Can you give every line of the listing below as a JSON list of strings, one string per line, with blank lines left out?

**********

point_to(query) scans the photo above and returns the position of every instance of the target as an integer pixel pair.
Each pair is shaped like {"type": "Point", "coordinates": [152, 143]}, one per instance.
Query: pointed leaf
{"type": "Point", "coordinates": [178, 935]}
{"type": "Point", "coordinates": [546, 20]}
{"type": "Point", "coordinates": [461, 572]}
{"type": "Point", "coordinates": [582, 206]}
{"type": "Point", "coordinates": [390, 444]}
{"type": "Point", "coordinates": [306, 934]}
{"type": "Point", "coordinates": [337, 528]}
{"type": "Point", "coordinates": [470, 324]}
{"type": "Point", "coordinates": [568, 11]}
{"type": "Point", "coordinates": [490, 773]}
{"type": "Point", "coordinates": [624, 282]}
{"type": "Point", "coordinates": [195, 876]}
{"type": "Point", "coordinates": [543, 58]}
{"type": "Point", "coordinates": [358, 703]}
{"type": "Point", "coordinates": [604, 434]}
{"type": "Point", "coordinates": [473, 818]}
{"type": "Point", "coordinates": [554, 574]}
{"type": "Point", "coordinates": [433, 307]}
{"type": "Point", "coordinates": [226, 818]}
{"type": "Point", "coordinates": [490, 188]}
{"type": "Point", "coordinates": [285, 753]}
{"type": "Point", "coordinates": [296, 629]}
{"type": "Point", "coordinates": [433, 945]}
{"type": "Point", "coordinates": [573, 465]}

**********

COMPLETE OUTPUT.
[
  "point_to(query) scans the photo above and returns the position of every instance of the target as an integer pixel pair.",
  "Each pair is shaped like {\"type\": \"Point\", \"coordinates\": [152, 143]}, one per instance.",
  "Query: pointed leaf",
  "{\"type\": \"Point\", \"coordinates\": [178, 935]}",
  "{\"type\": \"Point\", \"coordinates\": [546, 20]}",
  "{\"type\": \"Point\", \"coordinates\": [461, 572]}",
  "{\"type\": \"Point\", \"coordinates\": [582, 206]}",
  "{\"type\": \"Point\", \"coordinates\": [390, 444]}",
  "{\"type\": \"Point\", \"coordinates\": [306, 934]}",
  "{\"type\": \"Point\", \"coordinates\": [337, 528]}",
  "{\"type\": \"Point\", \"coordinates\": [470, 324]}",
  "{\"type\": \"Point\", \"coordinates\": [568, 11]}",
  "{\"type\": \"Point\", \"coordinates\": [490, 773]}",
  "{\"type\": \"Point\", \"coordinates\": [624, 282]}",
  "{\"type\": \"Point\", \"coordinates\": [195, 876]}",
  "{\"type\": \"Point\", \"coordinates\": [543, 58]}",
  "{\"type\": \"Point\", \"coordinates\": [358, 703]}",
  "{\"type\": \"Point\", \"coordinates\": [604, 434]}",
  "{\"type\": \"Point\", \"coordinates\": [473, 818]}",
  "{\"type\": \"Point\", \"coordinates\": [554, 574]}",
  "{\"type\": \"Point\", \"coordinates\": [433, 307]}",
  "{\"type\": \"Point\", \"coordinates\": [226, 818]}",
  "{\"type\": \"Point\", \"coordinates\": [490, 188]}",
  "{\"type\": \"Point\", \"coordinates\": [285, 753]}",
  "{\"type\": \"Point\", \"coordinates\": [296, 629]}",
  "{\"type\": \"Point\", \"coordinates\": [433, 945]}",
  "{\"type\": \"Point\", \"coordinates\": [573, 465]}"
]